> _Text_:
%%
There was a woman at the post office — Darlene, third window, twenty-six years on the job — who kept a rubber band on her wrist. Every time management rolled out a new system, a new procedure, a new way of doing what she’d been doing since before the regional manager was born, she’d snap that rubber band. Didn’t say a word. Just snapped it, looked down, and went back to doing things the old way.
Management thought the new system was working. The reports said so. Darlene didn’t argue with reports. She just didn’t use the system. Neither did anyone else on the floor.
I thought about Darlene when I read that fifty-four percent of workers are avoiding their company’s AI tools. Not loudly. Not with protests or walkouts or strongly-worded emails to HR. They’re just not using them. More than half the workforce looked at the thing their bosses spent millions on and quietly went back to doing it themselves.
This is the most American form of rebellion there is. Not revolution. Not confrontation. Just a silent, collective refusal to participate in someone else’s fantasy.
The survey found that workers are spending eight hours a week cleaning up after AI. Eight hours. That’s a full workday, every week, spent fixing what the machine broke. Over a year, that adds up to fifty-one days. Fifty-one days of a human being’s limited time on earth, spent undoing what an algorithm did wrong.
Last year it was thirty-six. So we’re getting worse at this, not better. The machines are making more messes, faster, and the humans are mopping harder, slower, and nobody at the top seems to notice because the dashboard says everything is fine.
%%
> _Exercise input_:
%%
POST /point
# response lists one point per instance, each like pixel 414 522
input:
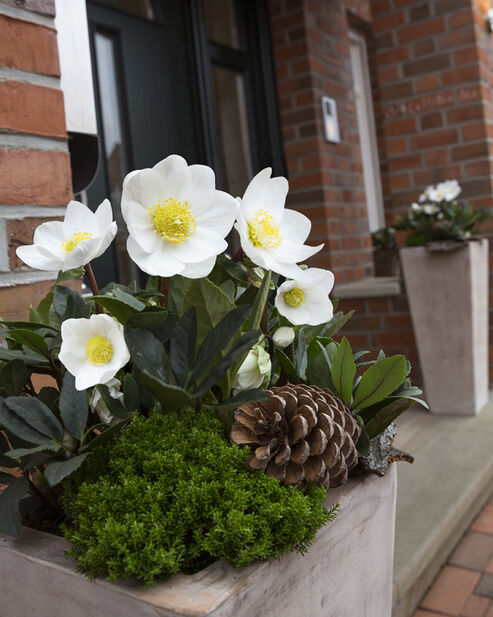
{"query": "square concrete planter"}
pixel 448 297
pixel 346 573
%%
> _Written problem 1_: According to the essay about Darlene, how many hours a week do workers spend cleaning up after AI?
> _Written problem 2_: Reproduce the records line for line, leaving the picture out of your answer.

> _Final answer 1_: Eight hours a week.

> _Final answer 2_:
POST /point
# response lists one point per instance, each like pixel 414 522
input:
{"query": "square concrete planter"}
pixel 448 297
pixel 346 573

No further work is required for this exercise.